THE PROBLEM: List each line of the data below that contains the string "beach". The match is case-sensitive.

======== RECORD SET ========

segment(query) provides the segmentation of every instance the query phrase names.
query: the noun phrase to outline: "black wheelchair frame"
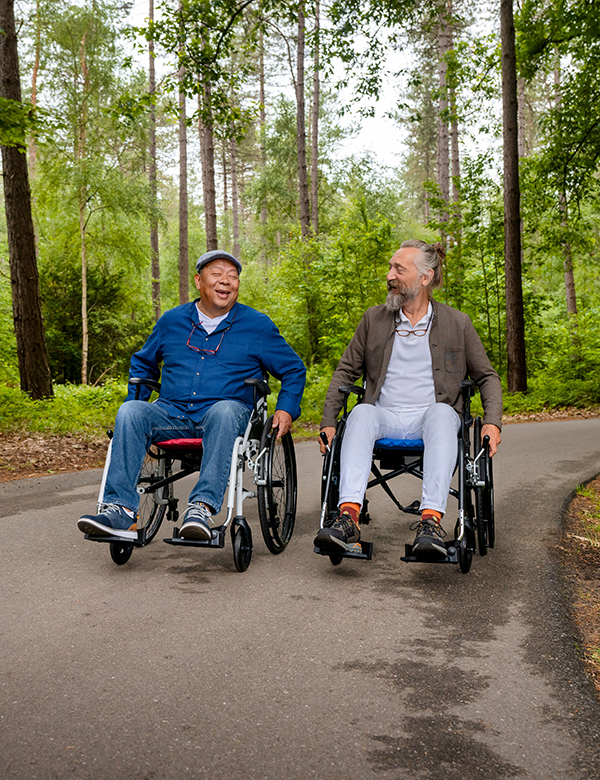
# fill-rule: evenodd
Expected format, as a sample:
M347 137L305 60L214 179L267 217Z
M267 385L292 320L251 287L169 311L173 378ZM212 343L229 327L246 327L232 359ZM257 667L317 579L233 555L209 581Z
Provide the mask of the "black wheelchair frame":
M321 438L326 445L321 480L321 518L320 527L331 526L339 517L339 472L340 452L344 431L348 420L348 401L352 394L358 396L357 403L361 403L365 394L363 387L358 385L342 385L339 392L344 396L344 407L337 429L331 444L328 445L326 437ZM488 549L495 543L495 519L494 519L494 479L492 459L490 457L489 437L481 437L482 420L471 415L471 397L475 393L475 384L471 380L461 383L463 413L460 430L458 433L458 457L456 469L458 470L458 488L450 488L450 495L458 501L458 518L454 527L454 538L445 542L447 557L444 559L430 559L419 557L413 553L412 545L405 545L405 554L401 560L407 563L454 563L459 564L462 572L467 573L471 568L473 554L479 550L480 555L486 555ZM473 427L473 453L471 454L470 429ZM400 442L398 442L400 446ZM416 443L413 443L416 444ZM386 473L383 473L383 472ZM419 501L413 501L408 506L402 506L389 486L389 481L401 474L412 474L418 479L423 479L423 447L402 446L400 449L387 449L377 447L373 450L371 463L373 479L367 484L367 490L381 485L386 494L391 498L396 507L407 514L419 515ZM359 522L367 525L371 518L369 515L369 502L365 500L361 509ZM318 547L314 551L319 555L329 556L331 563L337 566L344 558L358 558L370 560L373 553L372 542L361 541L358 545L349 545L345 552L327 553Z
M142 385L160 392L160 384L153 380L136 377L130 379L129 383L136 386L136 399ZM183 539L177 527L173 529L171 538L163 540L171 545L222 548L225 546L227 528L230 527L233 559L238 571L248 568L253 551L252 531L243 515L242 504L245 499L257 498L265 544L269 552L278 555L292 538L298 484L292 436L287 433L277 439L277 429L271 427L273 418L267 412L267 396L271 389L266 377L246 379L245 383L253 388L254 404L244 435L238 436L233 446L225 521L222 525L212 528L211 538L207 540ZM112 431L109 431L108 435L112 439ZM110 449L109 445L98 496L98 512L104 503ZM181 464L179 470L174 468L177 462ZM201 463L201 440L173 439L153 444L146 453L137 484L137 492L140 494L138 538L124 540L117 536L96 537L88 534L85 538L95 542L108 542L112 560L117 565L127 563L134 547L144 547L154 539L165 516L174 523L179 520L178 499L173 495L173 484L200 471ZM246 466L252 472L256 491L244 487Z

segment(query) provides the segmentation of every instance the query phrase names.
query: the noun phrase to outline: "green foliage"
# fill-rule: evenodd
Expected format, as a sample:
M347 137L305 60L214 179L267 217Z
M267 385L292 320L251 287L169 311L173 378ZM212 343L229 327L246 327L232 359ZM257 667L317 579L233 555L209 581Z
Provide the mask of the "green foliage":
M123 382L102 387L56 385L54 398L32 401L21 390L0 385L0 431L97 435L113 426L126 395Z
M0 145L19 146L24 150L27 137L34 133L38 121L33 106L0 97Z

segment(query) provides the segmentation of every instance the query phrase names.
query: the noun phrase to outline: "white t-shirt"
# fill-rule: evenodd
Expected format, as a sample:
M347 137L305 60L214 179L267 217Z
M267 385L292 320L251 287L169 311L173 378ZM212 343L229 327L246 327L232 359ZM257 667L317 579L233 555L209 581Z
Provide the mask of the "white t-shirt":
M227 314L229 314L229 312L227 312L227 314L221 314L219 317L215 317L213 320L207 314L204 314L204 312L200 311L198 304L196 304L196 308L198 309L198 317L200 319L200 325L202 325L202 327L208 333L209 336L213 332L213 330L217 327L217 325L220 322L223 322L225 317L227 317Z
M417 412L435 403L433 369L429 350L429 326L433 317L431 301L427 314L413 327L400 310L396 322L392 356L375 406L394 412ZM427 330L423 336L398 335L398 330Z

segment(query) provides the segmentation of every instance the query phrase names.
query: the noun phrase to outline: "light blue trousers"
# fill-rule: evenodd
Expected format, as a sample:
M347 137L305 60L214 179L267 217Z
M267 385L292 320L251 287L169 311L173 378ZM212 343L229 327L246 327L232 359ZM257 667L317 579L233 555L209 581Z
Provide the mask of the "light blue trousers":
M355 406L346 424L340 463L340 504L362 506L371 456L378 439L423 439L421 510L446 511L456 466L460 417L448 404L432 404L424 412L392 412L372 404Z

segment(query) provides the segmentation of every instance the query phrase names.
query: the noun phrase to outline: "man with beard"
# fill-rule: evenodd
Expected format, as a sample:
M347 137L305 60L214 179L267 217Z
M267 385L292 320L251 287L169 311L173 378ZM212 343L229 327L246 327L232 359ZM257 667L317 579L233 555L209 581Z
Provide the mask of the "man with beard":
M500 444L502 388L479 336L463 312L431 298L442 286L441 244L405 241L390 260L386 303L364 314L333 375L321 431L331 442L343 398L338 389L365 381L365 397L348 417L340 461L339 519L322 528L315 545L339 553L360 540L358 518L373 446L378 439L422 439L421 518L413 551L444 558L441 520L457 458L461 381L478 385L484 408L482 437L490 454ZM321 443L321 452L325 445Z

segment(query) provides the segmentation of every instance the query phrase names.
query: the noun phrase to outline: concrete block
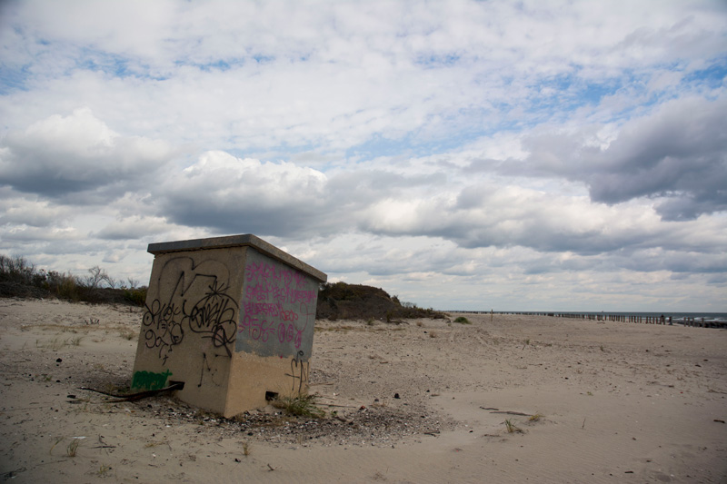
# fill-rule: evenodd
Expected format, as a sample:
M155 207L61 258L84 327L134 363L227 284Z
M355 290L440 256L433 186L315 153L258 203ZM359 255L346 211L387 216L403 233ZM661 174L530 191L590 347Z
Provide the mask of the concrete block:
M149 244L154 255L132 387L224 417L308 389L326 274L252 235Z

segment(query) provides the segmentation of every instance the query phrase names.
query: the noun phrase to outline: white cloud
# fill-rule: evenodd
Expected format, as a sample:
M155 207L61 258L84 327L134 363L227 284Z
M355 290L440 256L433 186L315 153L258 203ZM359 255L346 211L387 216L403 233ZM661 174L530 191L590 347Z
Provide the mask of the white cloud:
M0 248L145 280L149 242L254 232L425 305L716 308L725 20L0 3Z

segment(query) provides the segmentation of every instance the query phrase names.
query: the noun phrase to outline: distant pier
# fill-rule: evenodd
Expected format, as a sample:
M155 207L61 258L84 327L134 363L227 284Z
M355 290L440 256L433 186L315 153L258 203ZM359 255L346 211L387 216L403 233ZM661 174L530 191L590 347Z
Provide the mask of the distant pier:
M448 311L447 312L469 312L474 314L523 314L526 316L550 316L553 318L569 318L595 321L634 322L642 324L664 324L672 326L681 324L693 328L727 329L727 321L711 320L693 316L672 318L672 316L643 316L638 314L606 314L606 313L573 313L573 312L537 312L537 311Z

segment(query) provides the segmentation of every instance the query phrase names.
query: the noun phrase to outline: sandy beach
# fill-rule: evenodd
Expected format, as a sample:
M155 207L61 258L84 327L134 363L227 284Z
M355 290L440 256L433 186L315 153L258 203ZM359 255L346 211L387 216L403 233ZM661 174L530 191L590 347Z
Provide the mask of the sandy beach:
M2 481L727 481L725 330L317 321L326 416L222 420L173 396L79 390L128 387L141 315L0 300Z

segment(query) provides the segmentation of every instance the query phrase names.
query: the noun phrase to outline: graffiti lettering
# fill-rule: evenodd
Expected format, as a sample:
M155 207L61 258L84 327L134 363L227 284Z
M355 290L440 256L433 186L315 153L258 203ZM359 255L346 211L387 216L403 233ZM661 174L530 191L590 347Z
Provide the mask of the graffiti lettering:
M224 348L227 356L232 356L228 344L234 341L237 328L234 314L237 304L224 293L226 291L226 287L218 287L214 281L209 286L209 291L194 304L189 313L184 311L184 304L182 309L190 330L204 334L203 338L212 339L215 348Z
M174 303L162 304L154 300L151 308L146 306L142 318L143 326L147 328L144 333L146 348L159 348L159 358L164 361L172 348L184 338L184 330L175 321L180 312Z

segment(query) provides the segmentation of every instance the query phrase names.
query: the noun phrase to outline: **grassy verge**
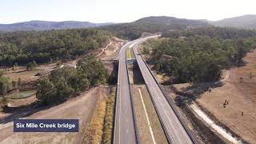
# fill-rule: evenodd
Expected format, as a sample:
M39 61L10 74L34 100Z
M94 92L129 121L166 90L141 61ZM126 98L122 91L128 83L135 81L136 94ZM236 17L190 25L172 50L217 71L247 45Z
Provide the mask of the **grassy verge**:
M89 124L87 132L84 139L86 144L98 144L102 140L103 134L104 118L106 115L106 95L105 89L101 88L99 91L99 99L92 119Z
M128 59L128 58L135 58L135 56L134 56L134 52L133 52L133 49L132 48L128 48L128 49L126 49L126 58Z
M112 130L113 130L115 91L116 91L116 87L113 87L111 89L111 94L106 100L104 134L102 138L102 143L104 144L110 144L112 142L111 138L112 138Z
M13 93L6 96L6 98L11 98L11 99L18 99L18 98L25 98L30 97L32 95L34 95L36 94L37 90L24 90L24 91L19 91L17 93Z
M138 131L141 143L153 143L153 139L147 124L146 116L138 89L141 89L142 90L142 96L143 98L145 107L146 109L156 143L168 143L146 86L133 85L132 97L134 98L134 102L136 123L138 126Z
M115 87L111 94L106 95L106 89L101 88L99 99L84 139L86 144L110 144L113 130Z

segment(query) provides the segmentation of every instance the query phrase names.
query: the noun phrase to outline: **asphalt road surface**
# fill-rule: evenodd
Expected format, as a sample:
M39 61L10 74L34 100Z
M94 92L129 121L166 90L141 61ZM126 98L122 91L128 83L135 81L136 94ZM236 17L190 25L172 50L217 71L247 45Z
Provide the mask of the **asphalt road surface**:
M141 41L144 40L145 39L142 39ZM133 46L133 50L145 82L149 88L149 92L152 95L156 110L159 114L167 134L168 141L175 144L193 143L139 54L138 51L138 46L139 43L141 42L135 43Z
M134 41L122 47L119 55L119 70L116 99L114 144L136 143L135 127L129 89L126 50Z

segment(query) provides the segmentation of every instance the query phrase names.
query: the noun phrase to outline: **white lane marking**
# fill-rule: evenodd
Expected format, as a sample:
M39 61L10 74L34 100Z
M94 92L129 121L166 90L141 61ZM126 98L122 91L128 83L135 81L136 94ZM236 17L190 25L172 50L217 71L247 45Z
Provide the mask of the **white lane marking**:
M120 105L119 105L119 123L118 123L118 126L119 126L119 144L121 143L121 130L120 130L120 121L121 121L121 114L120 114L120 110L121 110L121 106L122 106L122 104L121 104L121 90L120 90L120 87L119 87L119 102L120 102Z
M210 125L214 130L216 130L222 136L228 139L232 143L242 143L240 140L237 138L233 137L230 133L228 133L225 129L215 124L209 117L200 110L196 103L193 103L190 105L192 110L197 113L197 114L203 119L208 125Z
M110 39L110 42L105 47L103 48L103 50L102 50L102 52L100 54L98 54L96 57L98 57L100 56L111 44L112 44L112 42L111 40Z
M154 139L154 134L153 134L152 127L151 127L151 125L150 125L150 118L149 118L149 116L147 114L147 112L146 112L146 106L145 106L145 104L144 104L144 100L143 100L143 98L142 98L141 89L138 89L138 92L139 92L139 95L141 96L141 99L142 99L142 102L144 112L145 112L145 114L146 114L146 117L147 125L150 127L150 131L151 138L152 138L152 140L153 140L153 143L156 144L157 142L155 142L155 139Z

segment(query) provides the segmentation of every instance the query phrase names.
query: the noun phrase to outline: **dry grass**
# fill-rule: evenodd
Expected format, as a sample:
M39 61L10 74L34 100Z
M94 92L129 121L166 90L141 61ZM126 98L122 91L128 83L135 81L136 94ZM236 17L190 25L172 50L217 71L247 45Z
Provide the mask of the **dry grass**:
M150 122L153 130L153 134L157 143L167 143L165 134L162 128L160 121L154 110L154 105L145 85L133 85L132 97L134 102L134 111L136 116L136 123L138 129L139 140L142 143L153 143L150 128L147 125L146 117L144 112L143 106L138 92L141 88L143 101L148 114Z
M256 142L256 50L244 58L245 66L232 68L224 85L205 91L196 99L198 105L239 137ZM253 77L250 78L250 73ZM241 82L240 78L242 78ZM177 85L178 89L189 85ZM224 107L225 101L229 104ZM243 115L242 113L243 112Z
M35 75L40 71L41 70L30 70L30 71L22 70L22 71L9 73L7 74L5 74L5 76L10 78L10 81L18 82L18 78L20 78L22 81L29 82L29 81L38 78L39 77L37 77Z
M102 140L106 107L106 98L104 94L106 94L105 89L101 88L99 99L96 106L96 110L89 124L84 143L98 144Z
M104 134L102 138L102 143L110 144L113 131L113 121L114 121L114 108L115 101L116 87L111 89L111 94L106 100L106 111L104 122Z

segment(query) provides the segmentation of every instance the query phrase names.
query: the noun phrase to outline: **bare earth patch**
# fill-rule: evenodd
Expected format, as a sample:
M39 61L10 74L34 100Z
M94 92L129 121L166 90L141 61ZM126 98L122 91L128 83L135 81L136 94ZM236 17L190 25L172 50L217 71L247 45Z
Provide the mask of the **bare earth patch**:
M248 53L244 62L243 66L224 73L226 78L223 78L223 86L198 95L196 102L243 140L254 143L256 142L256 50ZM188 86L175 87L182 90Z
M38 111L25 118L78 118L78 133L14 133L12 121L0 124L0 143L78 143L97 102L98 87L90 89L65 103ZM1 119L0 119L1 120Z

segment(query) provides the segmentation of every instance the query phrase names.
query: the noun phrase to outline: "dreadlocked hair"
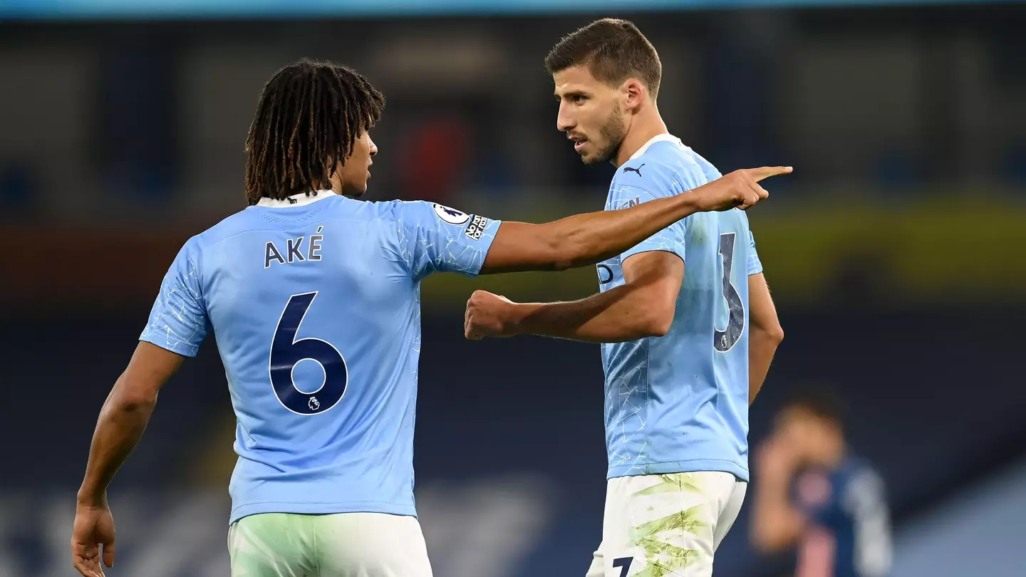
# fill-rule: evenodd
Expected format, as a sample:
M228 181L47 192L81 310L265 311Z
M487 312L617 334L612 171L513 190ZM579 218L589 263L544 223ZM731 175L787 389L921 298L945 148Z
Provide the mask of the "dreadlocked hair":
M385 97L350 68L304 59L279 70L246 137L246 200L330 188L336 167L384 109Z

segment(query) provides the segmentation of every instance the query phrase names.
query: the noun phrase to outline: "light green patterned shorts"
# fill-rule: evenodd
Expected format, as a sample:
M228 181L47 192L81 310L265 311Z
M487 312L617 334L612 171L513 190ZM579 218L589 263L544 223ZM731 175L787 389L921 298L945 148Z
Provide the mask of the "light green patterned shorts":
M586 577L712 577L748 484L731 473L610 478L602 543Z
M416 517L262 513L228 531L232 577L431 577Z

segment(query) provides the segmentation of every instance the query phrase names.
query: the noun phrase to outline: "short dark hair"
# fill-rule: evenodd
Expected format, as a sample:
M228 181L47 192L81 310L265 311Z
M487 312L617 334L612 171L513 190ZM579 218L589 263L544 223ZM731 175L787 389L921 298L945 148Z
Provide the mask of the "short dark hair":
M303 59L279 70L264 85L246 137L246 200L330 187L336 166L384 108L385 97L347 67Z
M584 66L592 76L611 85L636 77L648 86L655 99L663 78L663 64L652 42L633 23L602 18L559 41L545 56L549 74Z

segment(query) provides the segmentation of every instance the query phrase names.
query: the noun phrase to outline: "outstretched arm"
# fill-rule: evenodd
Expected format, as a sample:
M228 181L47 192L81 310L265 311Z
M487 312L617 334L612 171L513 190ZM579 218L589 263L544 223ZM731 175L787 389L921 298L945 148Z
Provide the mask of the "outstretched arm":
M748 208L768 196L759 181L789 172L789 166L743 168L630 208L576 215L543 225L504 222L480 274L563 270L599 263L695 213Z
M478 291L467 303L469 339L543 335L594 343L661 337L670 330L684 263L650 251L624 261L624 284L568 303L511 303Z

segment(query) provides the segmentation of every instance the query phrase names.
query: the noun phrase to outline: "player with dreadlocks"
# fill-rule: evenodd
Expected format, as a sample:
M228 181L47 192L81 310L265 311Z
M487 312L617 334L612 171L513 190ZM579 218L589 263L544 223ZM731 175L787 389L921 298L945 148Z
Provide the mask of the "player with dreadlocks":
M746 208L766 196L758 180L784 171L543 225L361 201L384 104L328 63L299 62L264 87L249 206L185 243L101 411L71 543L82 575L113 564L107 488L161 386L212 331L238 420L232 575L430 576L412 493L421 280L594 264L696 211Z

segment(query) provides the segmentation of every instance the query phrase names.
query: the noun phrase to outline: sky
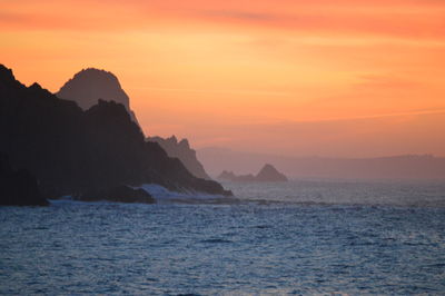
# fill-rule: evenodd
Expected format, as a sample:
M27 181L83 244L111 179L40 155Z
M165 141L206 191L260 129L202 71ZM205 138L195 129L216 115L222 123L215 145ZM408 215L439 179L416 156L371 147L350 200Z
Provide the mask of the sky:
M0 0L0 63L113 72L147 136L287 156L445 156L443 0Z

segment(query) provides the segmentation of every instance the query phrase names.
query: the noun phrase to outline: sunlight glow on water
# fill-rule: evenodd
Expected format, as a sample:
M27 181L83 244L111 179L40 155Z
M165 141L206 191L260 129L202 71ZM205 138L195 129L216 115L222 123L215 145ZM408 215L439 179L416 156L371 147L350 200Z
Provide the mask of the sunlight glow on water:
M359 205L359 189L338 184L288 185L291 193L250 185L244 197L237 186L231 188L249 199L295 199L295 186L304 187L300 196L318 196L330 186L333 195L353 193L355 199L350 205L0 207L0 294L445 292L444 207ZM376 193L388 190L368 185L362 195L372 196L373 186ZM397 188L394 200L432 187ZM431 198L442 200L442 194Z

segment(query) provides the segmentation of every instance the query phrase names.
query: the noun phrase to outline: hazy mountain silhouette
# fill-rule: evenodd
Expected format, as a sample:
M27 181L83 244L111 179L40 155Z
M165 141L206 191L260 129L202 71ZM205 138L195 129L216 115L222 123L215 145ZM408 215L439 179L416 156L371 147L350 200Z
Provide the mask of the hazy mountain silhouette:
M178 141L175 136L171 136L166 139L150 137L147 140L159 144L169 157L178 158L195 177L210 179L202 165L196 158L196 151L190 148L187 139Z
M130 99L111 72L95 68L83 69L68 80L56 96L76 101L83 110L97 105L99 99L122 103L131 119L138 124L135 112L130 109Z
M145 140L121 103L99 100L83 111L39 85L26 87L0 66L0 151L36 176L44 196L159 184L172 190L230 193L192 176L156 142Z
M294 178L445 179L445 158L431 155L378 158L287 157L214 147L197 150L197 156L212 176L227 169L247 174L264 162L271 162L286 176Z
M279 172L273 165L266 164L256 176L240 175L237 176L233 171L224 170L219 176L220 180L229 181L287 181L287 177Z

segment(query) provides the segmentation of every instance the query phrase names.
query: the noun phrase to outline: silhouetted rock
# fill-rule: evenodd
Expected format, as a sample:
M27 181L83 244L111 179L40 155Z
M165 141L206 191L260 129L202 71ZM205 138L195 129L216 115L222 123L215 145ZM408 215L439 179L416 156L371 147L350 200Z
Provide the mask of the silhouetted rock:
M178 141L175 136L164 139L160 137L147 138L149 141L154 141L160 145L166 150L169 157L178 158L195 177L208 179L211 178L207 175L202 165L196 158L196 151L190 148L187 139Z
M82 195L121 184L158 184L170 190L230 195L192 176L145 136L121 103L99 100L82 111L0 66L0 151L27 168L44 196Z
M85 201L108 200L116 203L156 204L155 198L146 190L134 189L125 185L83 194L79 199Z
M97 105L99 99L122 103L131 119L138 124L135 112L130 109L130 99L111 72L95 68L83 69L68 80L56 96L76 101L83 110Z
M219 176L220 180L229 181L287 181L287 177L279 172L274 166L265 165L261 170L256 175L240 175L237 176L233 171L224 170Z
M0 205L47 206L37 180L28 170L13 170L4 155L0 154Z
M269 164L265 165L255 178L257 181L287 181L287 177Z

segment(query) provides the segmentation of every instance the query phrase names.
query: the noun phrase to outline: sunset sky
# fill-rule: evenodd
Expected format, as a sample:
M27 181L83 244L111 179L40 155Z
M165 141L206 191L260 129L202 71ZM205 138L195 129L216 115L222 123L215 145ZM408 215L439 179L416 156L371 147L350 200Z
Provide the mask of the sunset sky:
M290 156L445 156L443 0L0 0L0 63L113 72L147 136Z

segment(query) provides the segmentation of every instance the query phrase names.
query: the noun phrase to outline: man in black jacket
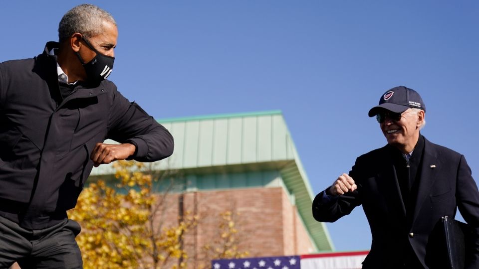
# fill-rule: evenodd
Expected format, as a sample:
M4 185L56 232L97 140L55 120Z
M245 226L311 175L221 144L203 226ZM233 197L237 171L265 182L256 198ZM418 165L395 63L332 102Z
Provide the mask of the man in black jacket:
M81 268L80 227L66 211L93 166L173 153L168 131L105 79L118 36L111 15L77 6L58 34L38 56L0 63L1 268Z
M415 91L391 89L369 111L388 141L359 157L312 205L318 221L334 222L362 205L371 228L363 269L447 268L438 223L458 208L472 233L466 268L479 268L479 192L464 156L420 133L426 107Z

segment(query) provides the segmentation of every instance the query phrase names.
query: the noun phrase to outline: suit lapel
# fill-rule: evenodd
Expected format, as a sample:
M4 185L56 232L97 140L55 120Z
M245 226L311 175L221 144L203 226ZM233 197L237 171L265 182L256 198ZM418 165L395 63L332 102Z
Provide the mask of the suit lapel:
M384 195L388 204L388 208L399 212L402 217L406 217L406 207L401 195L399 182L391 154L387 152L384 154L384 161L378 174L378 184L380 190L384 191Z
M437 178L438 168L442 165L439 159L439 153L436 150L432 143L424 138L424 152L421 166L421 177L419 178L419 185L418 195L414 206L413 225L417 218L421 208L425 200L431 192L431 186L434 184Z

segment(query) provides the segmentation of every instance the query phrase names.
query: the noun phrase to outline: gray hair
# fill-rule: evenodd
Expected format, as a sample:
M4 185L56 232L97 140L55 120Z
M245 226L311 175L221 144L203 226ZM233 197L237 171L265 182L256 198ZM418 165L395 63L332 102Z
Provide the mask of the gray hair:
M90 4L77 5L61 18L58 25L58 40L61 43L75 33L80 33L86 38L99 34L103 32L102 24L104 21L116 25L111 14L98 6Z
M421 109L418 109L416 108L411 108L411 110L414 112L416 114L418 114L420 111L424 111ZM419 127L419 130L421 130L424 127L424 126L426 125L426 117L424 117L424 119L423 119L423 122L421 124L421 126Z

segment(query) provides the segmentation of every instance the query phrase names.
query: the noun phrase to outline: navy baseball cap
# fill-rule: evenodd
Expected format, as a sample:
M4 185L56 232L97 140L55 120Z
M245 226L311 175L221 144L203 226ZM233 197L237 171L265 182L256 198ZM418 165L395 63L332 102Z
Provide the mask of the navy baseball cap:
M395 87L384 93L379 99L379 105L371 109L368 115L374 117L382 109L401 113L409 108L426 112L426 106L417 92L404 86Z

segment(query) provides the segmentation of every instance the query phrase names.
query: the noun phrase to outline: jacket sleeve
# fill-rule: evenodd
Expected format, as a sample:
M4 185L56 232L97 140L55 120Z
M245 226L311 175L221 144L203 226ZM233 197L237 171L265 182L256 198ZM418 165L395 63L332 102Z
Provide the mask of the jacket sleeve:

========

SOLVED EXERCISE:
query: the noun phrase to outline: sandy beach
Provide the mask of the sandy beach:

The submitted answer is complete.